▸ **Document section**

————————

To cut and etch the metalwork, I had several options. I could have used laser-cutting, CNC machining or Photo-Chemical etching. Due to the large size and amount of detail, I went with Photo-Chemical Machining (PCM).
Photo-Chemical Machining is a process similar to the process used to etch the copper surface of printed circuit boards. A resist mask is created photographically from artwork and applied to the metal. Then the metal is placed in a chemical bath which selectively dissolves the exposed metal. You can achieve a stunning level of detail using PCM.
However, unlike the inimitable Jake Von Slatt, I didn’t have a large workshop where I could safely mix large vats of Copper Sulfate (such is life in a studio apartment). So, I took the easy way out and used a fabrication service called Acu-Line Etch. I had a good experience with them on a smaller, simpler project and they came through for me again. Acu-Line uses Photo-Chemical Machining to cut, etch and chemically darken brass and copper sheet metal directly from a digital file. They also applied a brushed metal effect ( using an actual brush, I think ) and a clear lacquer to help prevent tarnishing. It turns out the brushed-metal effect was very important, as it hid imperfections in the metal and made the metal literally sparkle in the sunlight.
Not insignificantly, they can also apply a chemical darkening to the etched areas which I used to blacken the printed text. This saved me from having to print the lettering on the brass in a second pass or from darkening the metal somehow myself. It also proved to be a serious design constraint, as they can only darken copper alloys. My original design incorporated a stainless-steel disk displaying the constellations. In the end I compromised by using the brushed stainless steel only for unprinted elements.
Probably the biggest challenge I had in creating the artwork for the brass components was generating the involute gear profiles for the large and small gears. If I didn’t get the math right, the gears wouldn’t mesh correctly. Also, because I was using Adobe Illustrator to create the artwork, I somehow needed to get the outline of the gears imported to Illustrator as a single polyline.
Lets just say my solution was less-than-optimal.
I found that the free CAD program from E Machine Shop has a feature for generating involute gears which you can export to Autocad format. Converting the DXF file into a usable Illustrator file is a long, sad story involving multiple conversion programs and some hand-made Perl scripts.

————————

▸ **Short problem A**
Name the methods the metalwork passage gives as options for cutting and etching the metalwork.
▸ **Short problem B**
According to the metalwork passage, which metals can Acu-Line chemically darken?
▸ **Short problem C**
Repeat the part of the metalwork passage that opens with the words containing "Probably the biggest" and closes with "a single polyline.".

▸ **Dataset excerpt**
————————

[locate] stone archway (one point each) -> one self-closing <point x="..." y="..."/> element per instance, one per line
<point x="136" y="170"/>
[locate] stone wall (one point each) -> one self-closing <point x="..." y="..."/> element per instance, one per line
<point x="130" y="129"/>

————————

▸ **Written reply A**
Laser-cutting, CNC machining, and Photo-Chemical etching.

▸ **Written reply B**
Only copper alloys.

▸ **Written reply C**
Probably the biggest challenge I had in creating the artwork for the brass components was generating the involute gear profiles for the large and small gears. If I didn’t get the math right, the gears wouldn’t mesh correctly. Also, because I was using Adobe Illustrator to create the artwork, I somehow needed to get the outline of the gears imported to Illustrator as a single polyline.